Task objective
The full listing should be set down exactly as it reads.

Listed records
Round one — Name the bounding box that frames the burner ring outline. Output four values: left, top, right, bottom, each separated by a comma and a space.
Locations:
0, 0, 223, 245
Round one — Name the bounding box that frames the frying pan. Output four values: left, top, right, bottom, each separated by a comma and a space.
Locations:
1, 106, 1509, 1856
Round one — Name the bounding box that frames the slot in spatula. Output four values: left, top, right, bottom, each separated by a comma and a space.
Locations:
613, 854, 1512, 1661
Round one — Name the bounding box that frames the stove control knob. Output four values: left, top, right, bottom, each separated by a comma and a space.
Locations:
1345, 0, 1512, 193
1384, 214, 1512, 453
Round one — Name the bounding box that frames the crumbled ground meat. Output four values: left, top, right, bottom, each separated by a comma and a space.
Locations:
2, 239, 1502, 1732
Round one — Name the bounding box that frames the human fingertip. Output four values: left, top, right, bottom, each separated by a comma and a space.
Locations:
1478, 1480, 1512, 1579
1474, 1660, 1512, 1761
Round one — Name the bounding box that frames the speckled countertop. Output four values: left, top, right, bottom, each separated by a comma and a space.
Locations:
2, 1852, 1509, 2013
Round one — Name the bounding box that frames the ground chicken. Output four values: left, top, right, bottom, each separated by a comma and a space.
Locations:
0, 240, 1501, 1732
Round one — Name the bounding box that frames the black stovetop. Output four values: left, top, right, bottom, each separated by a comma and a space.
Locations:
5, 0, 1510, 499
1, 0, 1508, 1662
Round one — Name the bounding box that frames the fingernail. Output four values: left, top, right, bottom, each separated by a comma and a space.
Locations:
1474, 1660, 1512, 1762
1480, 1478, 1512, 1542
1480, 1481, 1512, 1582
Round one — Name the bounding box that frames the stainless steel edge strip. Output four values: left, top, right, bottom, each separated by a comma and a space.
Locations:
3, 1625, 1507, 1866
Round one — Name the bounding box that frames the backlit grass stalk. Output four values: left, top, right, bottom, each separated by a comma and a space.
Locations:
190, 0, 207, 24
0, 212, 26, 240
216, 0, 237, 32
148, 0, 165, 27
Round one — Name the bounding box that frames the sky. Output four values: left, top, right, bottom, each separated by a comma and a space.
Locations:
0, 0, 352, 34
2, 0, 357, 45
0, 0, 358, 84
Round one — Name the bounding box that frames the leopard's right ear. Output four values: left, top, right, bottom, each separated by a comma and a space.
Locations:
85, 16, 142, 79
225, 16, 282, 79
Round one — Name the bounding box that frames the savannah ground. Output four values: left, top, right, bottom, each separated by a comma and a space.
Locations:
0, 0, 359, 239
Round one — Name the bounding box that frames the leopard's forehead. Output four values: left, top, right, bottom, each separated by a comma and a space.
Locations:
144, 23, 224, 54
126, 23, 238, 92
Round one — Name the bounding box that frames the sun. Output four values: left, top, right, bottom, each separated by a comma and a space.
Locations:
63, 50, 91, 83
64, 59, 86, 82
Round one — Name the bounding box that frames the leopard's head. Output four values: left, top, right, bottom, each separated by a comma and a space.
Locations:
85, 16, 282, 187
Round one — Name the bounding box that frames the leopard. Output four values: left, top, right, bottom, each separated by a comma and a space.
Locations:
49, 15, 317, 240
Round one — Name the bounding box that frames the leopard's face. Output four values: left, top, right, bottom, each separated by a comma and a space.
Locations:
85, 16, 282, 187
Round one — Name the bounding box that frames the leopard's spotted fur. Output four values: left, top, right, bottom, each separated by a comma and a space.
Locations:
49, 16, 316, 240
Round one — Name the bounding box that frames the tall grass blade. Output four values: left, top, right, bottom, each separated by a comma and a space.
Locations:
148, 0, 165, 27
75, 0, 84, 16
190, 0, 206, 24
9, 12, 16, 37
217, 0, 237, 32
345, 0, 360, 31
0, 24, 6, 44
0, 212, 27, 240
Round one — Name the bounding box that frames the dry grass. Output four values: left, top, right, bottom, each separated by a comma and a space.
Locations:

Exercise response
Round one — Name the bounding box that frames the burner ring outline. Output four values: left, top, right, bottom, each separated by a comma and a space.
Locations:
0, 0, 223, 245
Round one — Name the bounding box that frames the frying pan. Output four values: left, top, right, bottom, each separated by a comma and a space.
Locations:
1, 106, 1509, 1856
Round one — Name the bounding box that frames the slot in spatula. Output four values: left, top, right, bottom, each separated by a comma and a space.
Locations:
613, 854, 1512, 1661
Round one — Name the bounding box that frames the stove control knob. Output four values: left, top, right, bottom, each separated by a comma and a space.
Locations:
1345, 0, 1512, 193
1384, 214, 1512, 453
Round one — Name the bounding box that frames the crumbled ground meat. Output four values: left, top, right, bottom, each separated by a comma and a space.
Locations:
2, 239, 1502, 1732
Round one — Name the bounding box that frames the human fingertip. Output four values: left, top, right, bottom, each separated by a comma and a space.
Locations:
1478, 1480, 1512, 1579
1474, 1660, 1512, 1761
Round one — Name the bounding box that frames the speckled countertop. Output four values: left, top, right, bottom, each separated by a comma and a space.
Locations:
2, 1852, 1509, 2013
Round one — Name the bounding box that frames the ground chicken. Output four values: left, top, right, bottom, each separated by a comma and a space.
Locations:
0, 240, 1501, 1732
Round one — Name the bounding box that frames the black stovetop. Output four values: left, top, right, bottom, each separated by a comma and a space.
Locations:
5, 0, 1510, 499
1, 0, 1508, 1662
Round one — Name the bounding box that frames the fingernail. Output four values: left, top, right, bottom, each separated by a comma and a space.
Locations:
1474, 1660, 1512, 1762
1480, 1478, 1512, 1542
1480, 1481, 1512, 1582
Round one — Name the bounding box that frames the stainless steel edge strip. Output four values: left, top, right, bottom, each separated by a comma and a space.
Locations:
3, 1625, 1507, 1866
Round one — Name the bounding box that frames the backlit grass stalk. Output four values: left, top, right, bottom, each separated by a comma and a space.
Locations:
190, 0, 207, 24
0, 212, 26, 240
216, 0, 237, 32
148, 0, 165, 27
Round one — Name the bounding box that frames the sky. Output four values: left, top, right, bottom, each separated by a comma and a space.
Locations:
0, 0, 352, 34
2, 0, 357, 45
0, 0, 358, 84
Round one — Name the bounding box that frames the leopard's right ear. Output four values: left, top, right, bottom, each separated by a comma and a space.
Locations:
85, 16, 142, 79
225, 16, 282, 79
Round one — Name the bounding box that frames the savannah ground. Output four values: left, top, right, bottom, each separated by a comma and a space.
Locations:
0, 0, 359, 239
Round one — Name the bounding box that frames the leopard's forehead. Output four values: left, top, right, bottom, each separated by a comma and a space.
Locations:
144, 23, 224, 54
126, 23, 238, 92
Round one — Name the bounding box that frames the sun. Output four values: left, top, right, bottom, each separated by a comma and a space.
Locations:
63, 50, 91, 83
64, 59, 86, 82
Round one — Name the bounding box that frames the leopard's head. Output four values: left, top, right, bottom, each separated by a comma and a space.
Locations:
85, 16, 282, 187
Round one — Name the bounding box that frames the leopard. Output four values: left, top, right, bottom, each separated by a comma and a space.
Locations:
49, 15, 317, 240
Round one — Name the bounding box that frames the leopard's face. Output four values: left, top, right, bottom, each separated by a comma and a space.
Locations:
85, 16, 282, 187
Round one — Name the bounding box that frames the leopard's spotted fur. Output four values: left, top, right, bottom, each separated by a comma and a space.
Locations:
49, 16, 316, 240
Round one — Name the bounding box that frames the tall grass blade. Output four values: left, top, right, bottom, each separated by a comma and a space.
Locations:
148, 0, 165, 27
75, 0, 84, 16
190, 0, 206, 24
9, 12, 16, 37
217, 0, 237, 32
345, 0, 360, 31
0, 24, 6, 44
0, 212, 27, 240
Round one — Name the bounding box that frames the dry grass. Output four values: left, top, right, bottom, each separated by a comma and a space.
Locations:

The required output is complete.